YOUR TASKS:
1. In the pharaoh hound passage, what is the ideal height at the withers for males?
2. Reproduce the part of the pharaoh hound passage that opens with the words containing "External characteristics from" and closes with "slightly pronounced stop.".
╭─ EXERCISE PASSAGE
Pharaoh Hound – Rabbit Hunter with a Royal Air

Ever looked into the real face of Anubis? Pharaoh Hounds are not to be confused with greyhounds and look very similar to their Egyptian counterparts. But how closely related are the hounds of Malta really to the Tesem hounds of the pharaohs? We get to the bottom of the matter and check the breed for suitability as a pet.

What Makes Kelb tal-Fenek so Special? The Breed Standard at a Glance

Externally, the pharaoh hound resembles other hunting dogs from the Canary Islands and Spanish Podencos. In fact, all dogs of the type used to be referred to as pharaoh hounds until that term was assigned exclusively to the Kelb tal-Fenek. With an ideal height at the withers of 56 cm for males (sizes up to 63.5 cm are not considered a breeding fault) and 53 cm for females (up to 61 cm at the withers are accepted), they are significantly larger than their close relatives.

External characteristics from head to tail

  • Pharaoh Hounds are easily identified by their wedge-shaped head, with the forehead and bridge of the nose running parallel. The muzzle is slightly longer than the skull, with a slightly pronounced stop.
  • In relation to the head, the amber eyes are quite small. They are set deep and appear extremely intelligent and serious due to their oval shape.
  • The nose is always liver-colored.
  • The triangular erect ears are very mobile and large.
╰─
╭─ DATASET EXTRACT
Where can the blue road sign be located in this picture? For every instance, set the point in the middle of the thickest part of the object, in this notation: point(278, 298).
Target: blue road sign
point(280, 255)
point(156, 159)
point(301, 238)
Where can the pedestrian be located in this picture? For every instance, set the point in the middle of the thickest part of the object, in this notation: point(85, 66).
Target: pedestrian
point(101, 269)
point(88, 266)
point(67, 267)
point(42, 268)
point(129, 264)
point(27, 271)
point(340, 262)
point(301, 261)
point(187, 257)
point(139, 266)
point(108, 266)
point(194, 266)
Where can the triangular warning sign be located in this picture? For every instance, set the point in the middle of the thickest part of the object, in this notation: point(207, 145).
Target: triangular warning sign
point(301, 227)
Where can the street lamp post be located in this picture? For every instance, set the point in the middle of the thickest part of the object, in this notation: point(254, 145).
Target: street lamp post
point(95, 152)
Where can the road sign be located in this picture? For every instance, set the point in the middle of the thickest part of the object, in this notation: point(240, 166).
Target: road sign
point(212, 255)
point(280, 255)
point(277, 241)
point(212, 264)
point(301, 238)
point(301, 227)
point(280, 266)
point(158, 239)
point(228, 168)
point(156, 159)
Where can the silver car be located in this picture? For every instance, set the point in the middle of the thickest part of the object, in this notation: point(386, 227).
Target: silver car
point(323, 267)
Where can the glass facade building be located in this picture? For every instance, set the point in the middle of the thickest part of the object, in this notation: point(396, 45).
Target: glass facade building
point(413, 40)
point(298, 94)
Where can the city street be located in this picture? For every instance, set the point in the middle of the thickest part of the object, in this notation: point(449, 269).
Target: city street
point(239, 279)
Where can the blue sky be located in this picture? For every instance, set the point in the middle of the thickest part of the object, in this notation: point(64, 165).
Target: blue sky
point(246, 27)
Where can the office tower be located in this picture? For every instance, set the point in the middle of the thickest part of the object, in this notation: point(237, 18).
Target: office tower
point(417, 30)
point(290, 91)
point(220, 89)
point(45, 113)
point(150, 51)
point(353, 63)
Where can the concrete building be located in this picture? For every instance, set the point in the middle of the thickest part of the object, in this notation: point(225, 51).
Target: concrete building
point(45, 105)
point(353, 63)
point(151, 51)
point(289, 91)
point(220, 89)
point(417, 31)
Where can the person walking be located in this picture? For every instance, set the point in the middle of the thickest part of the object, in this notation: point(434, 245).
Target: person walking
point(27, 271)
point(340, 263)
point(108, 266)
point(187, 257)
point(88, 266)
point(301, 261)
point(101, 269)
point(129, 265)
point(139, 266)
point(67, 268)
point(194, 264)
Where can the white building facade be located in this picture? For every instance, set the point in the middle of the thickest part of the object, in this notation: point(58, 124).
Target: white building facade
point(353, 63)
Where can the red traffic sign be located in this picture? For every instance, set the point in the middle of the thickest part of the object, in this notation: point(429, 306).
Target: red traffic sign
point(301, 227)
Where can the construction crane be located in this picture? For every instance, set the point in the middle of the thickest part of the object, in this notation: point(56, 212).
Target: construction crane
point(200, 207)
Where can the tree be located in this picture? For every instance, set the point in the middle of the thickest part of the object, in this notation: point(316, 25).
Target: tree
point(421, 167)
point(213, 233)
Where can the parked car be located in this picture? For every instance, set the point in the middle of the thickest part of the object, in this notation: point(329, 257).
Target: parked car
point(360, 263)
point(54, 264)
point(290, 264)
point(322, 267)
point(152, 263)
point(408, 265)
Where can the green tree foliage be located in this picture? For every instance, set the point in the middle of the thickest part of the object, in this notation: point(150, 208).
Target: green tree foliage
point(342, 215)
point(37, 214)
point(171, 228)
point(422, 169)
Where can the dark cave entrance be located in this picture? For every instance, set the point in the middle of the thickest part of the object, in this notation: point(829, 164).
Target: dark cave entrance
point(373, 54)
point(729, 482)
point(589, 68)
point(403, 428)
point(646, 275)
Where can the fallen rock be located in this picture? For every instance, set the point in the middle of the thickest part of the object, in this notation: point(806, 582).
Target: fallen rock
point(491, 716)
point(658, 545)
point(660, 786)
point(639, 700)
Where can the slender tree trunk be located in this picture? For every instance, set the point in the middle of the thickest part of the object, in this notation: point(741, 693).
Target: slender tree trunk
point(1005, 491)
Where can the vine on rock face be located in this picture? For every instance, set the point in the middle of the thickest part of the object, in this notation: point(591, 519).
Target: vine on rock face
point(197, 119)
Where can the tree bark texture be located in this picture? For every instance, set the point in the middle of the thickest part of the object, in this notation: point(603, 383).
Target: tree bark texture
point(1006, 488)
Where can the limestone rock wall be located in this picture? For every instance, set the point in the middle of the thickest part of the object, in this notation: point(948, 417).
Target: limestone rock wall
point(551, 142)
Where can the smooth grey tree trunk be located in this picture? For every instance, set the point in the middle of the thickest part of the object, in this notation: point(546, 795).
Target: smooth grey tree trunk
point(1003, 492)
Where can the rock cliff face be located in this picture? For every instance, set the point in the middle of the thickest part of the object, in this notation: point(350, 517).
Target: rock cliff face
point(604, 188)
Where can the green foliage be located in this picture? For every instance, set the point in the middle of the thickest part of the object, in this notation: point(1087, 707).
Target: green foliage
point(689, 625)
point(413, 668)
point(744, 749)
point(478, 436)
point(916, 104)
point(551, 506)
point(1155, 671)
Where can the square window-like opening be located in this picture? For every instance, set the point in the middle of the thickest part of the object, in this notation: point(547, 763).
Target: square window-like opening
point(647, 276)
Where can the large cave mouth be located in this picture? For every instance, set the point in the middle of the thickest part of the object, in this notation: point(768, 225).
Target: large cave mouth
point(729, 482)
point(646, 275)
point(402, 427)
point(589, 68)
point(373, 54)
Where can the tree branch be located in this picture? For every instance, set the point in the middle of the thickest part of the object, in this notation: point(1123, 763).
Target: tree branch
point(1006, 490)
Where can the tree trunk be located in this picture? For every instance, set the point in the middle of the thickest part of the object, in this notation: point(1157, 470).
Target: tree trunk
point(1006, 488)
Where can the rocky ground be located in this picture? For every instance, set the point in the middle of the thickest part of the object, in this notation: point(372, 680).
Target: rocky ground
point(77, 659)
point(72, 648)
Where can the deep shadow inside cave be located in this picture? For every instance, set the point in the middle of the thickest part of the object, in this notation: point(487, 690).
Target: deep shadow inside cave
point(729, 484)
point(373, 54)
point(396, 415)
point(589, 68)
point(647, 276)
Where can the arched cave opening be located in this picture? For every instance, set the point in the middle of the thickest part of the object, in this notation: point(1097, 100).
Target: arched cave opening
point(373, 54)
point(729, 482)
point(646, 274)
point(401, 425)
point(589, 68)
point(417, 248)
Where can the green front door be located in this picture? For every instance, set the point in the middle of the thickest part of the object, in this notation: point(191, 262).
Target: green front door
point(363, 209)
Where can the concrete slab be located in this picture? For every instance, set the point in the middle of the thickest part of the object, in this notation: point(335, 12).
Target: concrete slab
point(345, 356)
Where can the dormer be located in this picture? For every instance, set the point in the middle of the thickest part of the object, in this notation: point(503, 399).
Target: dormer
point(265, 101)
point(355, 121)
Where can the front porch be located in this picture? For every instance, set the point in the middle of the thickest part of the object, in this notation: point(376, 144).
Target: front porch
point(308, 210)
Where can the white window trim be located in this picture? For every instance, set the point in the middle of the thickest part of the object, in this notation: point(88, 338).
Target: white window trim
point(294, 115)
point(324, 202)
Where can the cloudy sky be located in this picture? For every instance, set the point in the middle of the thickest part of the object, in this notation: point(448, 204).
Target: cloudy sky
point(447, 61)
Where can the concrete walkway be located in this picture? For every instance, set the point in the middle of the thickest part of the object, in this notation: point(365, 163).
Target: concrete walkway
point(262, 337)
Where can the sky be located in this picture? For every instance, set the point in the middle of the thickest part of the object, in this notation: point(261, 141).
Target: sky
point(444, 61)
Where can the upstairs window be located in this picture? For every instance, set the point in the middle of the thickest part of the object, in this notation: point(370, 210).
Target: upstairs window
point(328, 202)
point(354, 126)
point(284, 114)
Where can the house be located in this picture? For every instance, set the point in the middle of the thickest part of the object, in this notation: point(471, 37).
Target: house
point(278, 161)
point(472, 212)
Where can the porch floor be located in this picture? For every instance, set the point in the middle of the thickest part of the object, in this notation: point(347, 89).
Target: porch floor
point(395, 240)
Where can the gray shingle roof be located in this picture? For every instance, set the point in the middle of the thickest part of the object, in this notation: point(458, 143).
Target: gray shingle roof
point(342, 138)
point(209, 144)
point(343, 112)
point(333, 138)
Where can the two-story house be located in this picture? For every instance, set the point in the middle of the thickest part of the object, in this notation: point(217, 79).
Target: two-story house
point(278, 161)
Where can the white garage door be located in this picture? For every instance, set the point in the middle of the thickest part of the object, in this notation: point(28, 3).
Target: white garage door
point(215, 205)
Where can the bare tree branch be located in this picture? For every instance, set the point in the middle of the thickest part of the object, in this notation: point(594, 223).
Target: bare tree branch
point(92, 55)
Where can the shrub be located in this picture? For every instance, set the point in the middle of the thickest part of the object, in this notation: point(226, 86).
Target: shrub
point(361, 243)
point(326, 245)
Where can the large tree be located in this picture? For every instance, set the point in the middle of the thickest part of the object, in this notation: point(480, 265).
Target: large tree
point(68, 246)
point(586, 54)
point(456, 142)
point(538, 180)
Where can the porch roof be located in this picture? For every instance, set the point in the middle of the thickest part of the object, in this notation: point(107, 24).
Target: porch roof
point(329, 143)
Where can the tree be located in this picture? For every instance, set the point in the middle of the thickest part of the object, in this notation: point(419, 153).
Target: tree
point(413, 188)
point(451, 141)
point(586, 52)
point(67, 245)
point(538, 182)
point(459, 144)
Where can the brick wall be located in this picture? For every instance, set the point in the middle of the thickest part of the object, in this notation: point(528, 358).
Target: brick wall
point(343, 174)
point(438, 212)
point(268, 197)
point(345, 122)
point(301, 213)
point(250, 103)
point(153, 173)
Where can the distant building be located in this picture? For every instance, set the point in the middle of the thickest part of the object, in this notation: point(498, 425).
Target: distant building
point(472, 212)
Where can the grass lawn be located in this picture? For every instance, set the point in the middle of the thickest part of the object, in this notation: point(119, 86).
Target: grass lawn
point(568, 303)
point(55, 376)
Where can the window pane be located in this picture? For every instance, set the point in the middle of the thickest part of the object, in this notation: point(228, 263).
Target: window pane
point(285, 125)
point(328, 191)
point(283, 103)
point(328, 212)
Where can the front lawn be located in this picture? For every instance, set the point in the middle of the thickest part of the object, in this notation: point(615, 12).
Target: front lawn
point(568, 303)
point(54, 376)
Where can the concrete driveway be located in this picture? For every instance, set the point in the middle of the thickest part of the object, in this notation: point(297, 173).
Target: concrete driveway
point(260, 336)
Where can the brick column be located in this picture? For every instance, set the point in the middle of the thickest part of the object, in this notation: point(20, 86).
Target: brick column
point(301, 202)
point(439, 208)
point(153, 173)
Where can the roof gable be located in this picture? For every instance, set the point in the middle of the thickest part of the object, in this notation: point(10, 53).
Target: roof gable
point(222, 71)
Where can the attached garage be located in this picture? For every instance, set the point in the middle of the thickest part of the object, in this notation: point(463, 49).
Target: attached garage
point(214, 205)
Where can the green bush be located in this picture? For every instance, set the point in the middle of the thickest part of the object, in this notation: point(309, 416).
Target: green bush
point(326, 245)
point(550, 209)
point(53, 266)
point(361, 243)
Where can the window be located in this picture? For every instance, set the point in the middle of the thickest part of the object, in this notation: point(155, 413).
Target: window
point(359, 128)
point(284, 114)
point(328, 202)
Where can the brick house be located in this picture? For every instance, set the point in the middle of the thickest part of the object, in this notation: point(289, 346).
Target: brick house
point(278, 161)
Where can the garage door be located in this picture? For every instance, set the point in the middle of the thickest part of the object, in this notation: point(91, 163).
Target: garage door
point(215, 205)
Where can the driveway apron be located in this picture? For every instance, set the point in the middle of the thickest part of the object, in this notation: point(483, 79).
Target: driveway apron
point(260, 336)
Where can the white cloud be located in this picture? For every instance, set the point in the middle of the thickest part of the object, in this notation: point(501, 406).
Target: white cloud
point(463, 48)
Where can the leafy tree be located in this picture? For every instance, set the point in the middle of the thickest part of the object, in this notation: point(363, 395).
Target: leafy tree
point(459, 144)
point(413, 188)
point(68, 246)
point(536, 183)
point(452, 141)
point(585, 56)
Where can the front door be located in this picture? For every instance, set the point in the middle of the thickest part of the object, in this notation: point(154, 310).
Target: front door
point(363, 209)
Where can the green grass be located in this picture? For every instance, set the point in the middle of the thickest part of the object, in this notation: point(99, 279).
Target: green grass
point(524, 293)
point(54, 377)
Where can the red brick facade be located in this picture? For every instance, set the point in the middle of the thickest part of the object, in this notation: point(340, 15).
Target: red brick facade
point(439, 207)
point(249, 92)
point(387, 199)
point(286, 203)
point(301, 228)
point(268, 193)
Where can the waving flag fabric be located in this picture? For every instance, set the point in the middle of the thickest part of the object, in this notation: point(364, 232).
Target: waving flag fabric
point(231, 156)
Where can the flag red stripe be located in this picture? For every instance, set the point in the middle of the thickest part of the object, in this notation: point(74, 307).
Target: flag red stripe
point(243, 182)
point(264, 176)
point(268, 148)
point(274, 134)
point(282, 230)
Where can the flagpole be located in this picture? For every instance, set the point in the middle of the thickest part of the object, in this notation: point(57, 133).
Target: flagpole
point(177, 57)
╰─
LIST OF ANSWERS:
1. 56 cm

2.
External characteristics from head to tail

  • Pharaoh Hounds are easily identified by their wedge-shaped head, with the forehead and bridge of the nose running parallel. The muzzle is slightly longer than the skull, with a slightly pronounced stop.